***** Material shown

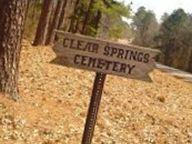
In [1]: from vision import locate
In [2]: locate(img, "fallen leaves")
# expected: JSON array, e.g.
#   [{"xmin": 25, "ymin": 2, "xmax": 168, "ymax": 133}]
[{"xmin": 0, "ymin": 41, "xmax": 192, "ymax": 144}]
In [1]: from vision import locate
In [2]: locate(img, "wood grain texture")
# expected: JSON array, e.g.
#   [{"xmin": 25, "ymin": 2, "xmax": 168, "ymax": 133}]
[{"xmin": 53, "ymin": 31, "xmax": 159, "ymax": 81}]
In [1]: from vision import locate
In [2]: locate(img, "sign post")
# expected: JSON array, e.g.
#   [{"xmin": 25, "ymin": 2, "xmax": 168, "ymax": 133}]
[
  {"xmin": 53, "ymin": 31, "xmax": 160, "ymax": 144},
  {"xmin": 82, "ymin": 73, "xmax": 106, "ymax": 144}
]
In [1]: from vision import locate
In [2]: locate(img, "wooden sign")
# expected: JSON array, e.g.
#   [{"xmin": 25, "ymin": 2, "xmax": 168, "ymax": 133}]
[
  {"xmin": 53, "ymin": 31, "xmax": 159, "ymax": 144},
  {"xmin": 53, "ymin": 31, "xmax": 158, "ymax": 80}
]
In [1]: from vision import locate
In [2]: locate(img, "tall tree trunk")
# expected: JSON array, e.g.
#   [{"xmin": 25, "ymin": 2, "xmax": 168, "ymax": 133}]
[
  {"xmin": 0, "ymin": 0, "xmax": 28, "ymax": 100},
  {"xmin": 57, "ymin": 0, "xmax": 68, "ymax": 29},
  {"xmin": 68, "ymin": 0, "xmax": 80, "ymax": 33},
  {"xmin": 81, "ymin": 0, "xmax": 94, "ymax": 34},
  {"xmin": 46, "ymin": 0, "xmax": 65, "ymax": 45},
  {"xmin": 33, "ymin": 0, "xmax": 54, "ymax": 46}
]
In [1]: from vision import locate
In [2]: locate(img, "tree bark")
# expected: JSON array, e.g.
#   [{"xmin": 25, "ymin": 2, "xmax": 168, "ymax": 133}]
[
  {"xmin": 0, "ymin": 0, "xmax": 28, "ymax": 100},
  {"xmin": 68, "ymin": 0, "xmax": 80, "ymax": 33},
  {"xmin": 81, "ymin": 0, "xmax": 94, "ymax": 34},
  {"xmin": 46, "ymin": 0, "xmax": 65, "ymax": 45},
  {"xmin": 57, "ymin": 0, "xmax": 67, "ymax": 29},
  {"xmin": 33, "ymin": 0, "xmax": 54, "ymax": 46}
]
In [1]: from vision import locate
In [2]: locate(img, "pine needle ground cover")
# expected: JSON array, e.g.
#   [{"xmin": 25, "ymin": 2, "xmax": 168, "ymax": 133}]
[{"xmin": 0, "ymin": 41, "xmax": 192, "ymax": 144}]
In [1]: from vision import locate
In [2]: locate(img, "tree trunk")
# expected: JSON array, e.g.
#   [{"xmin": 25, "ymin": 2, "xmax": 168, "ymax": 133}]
[
  {"xmin": 0, "ymin": 0, "xmax": 28, "ymax": 100},
  {"xmin": 46, "ymin": 0, "xmax": 65, "ymax": 45},
  {"xmin": 68, "ymin": 0, "xmax": 80, "ymax": 33},
  {"xmin": 57, "ymin": 0, "xmax": 67, "ymax": 29},
  {"xmin": 81, "ymin": 0, "xmax": 94, "ymax": 34},
  {"xmin": 33, "ymin": 0, "xmax": 54, "ymax": 46}
]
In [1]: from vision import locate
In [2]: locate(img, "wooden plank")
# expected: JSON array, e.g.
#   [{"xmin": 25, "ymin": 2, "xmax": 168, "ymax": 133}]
[{"xmin": 53, "ymin": 31, "xmax": 159, "ymax": 81}]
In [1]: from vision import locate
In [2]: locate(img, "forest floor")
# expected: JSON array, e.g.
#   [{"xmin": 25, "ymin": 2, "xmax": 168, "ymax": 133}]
[{"xmin": 0, "ymin": 41, "xmax": 192, "ymax": 144}]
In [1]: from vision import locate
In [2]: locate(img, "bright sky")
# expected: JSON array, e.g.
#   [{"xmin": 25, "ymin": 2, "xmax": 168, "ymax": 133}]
[{"xmin": 117, "ymin": 0, "xmax": 192, "ymax": 20}]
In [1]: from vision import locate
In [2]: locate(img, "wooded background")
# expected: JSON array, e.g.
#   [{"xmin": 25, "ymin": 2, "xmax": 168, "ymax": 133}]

**********

● **What to produce**
Pull out every line in the entries above that contains the string "wooden", and list those lines.

● **Final answer**
In [2]: locate(img, "wooden sign")
In [2]: locate(img, "wooden plank")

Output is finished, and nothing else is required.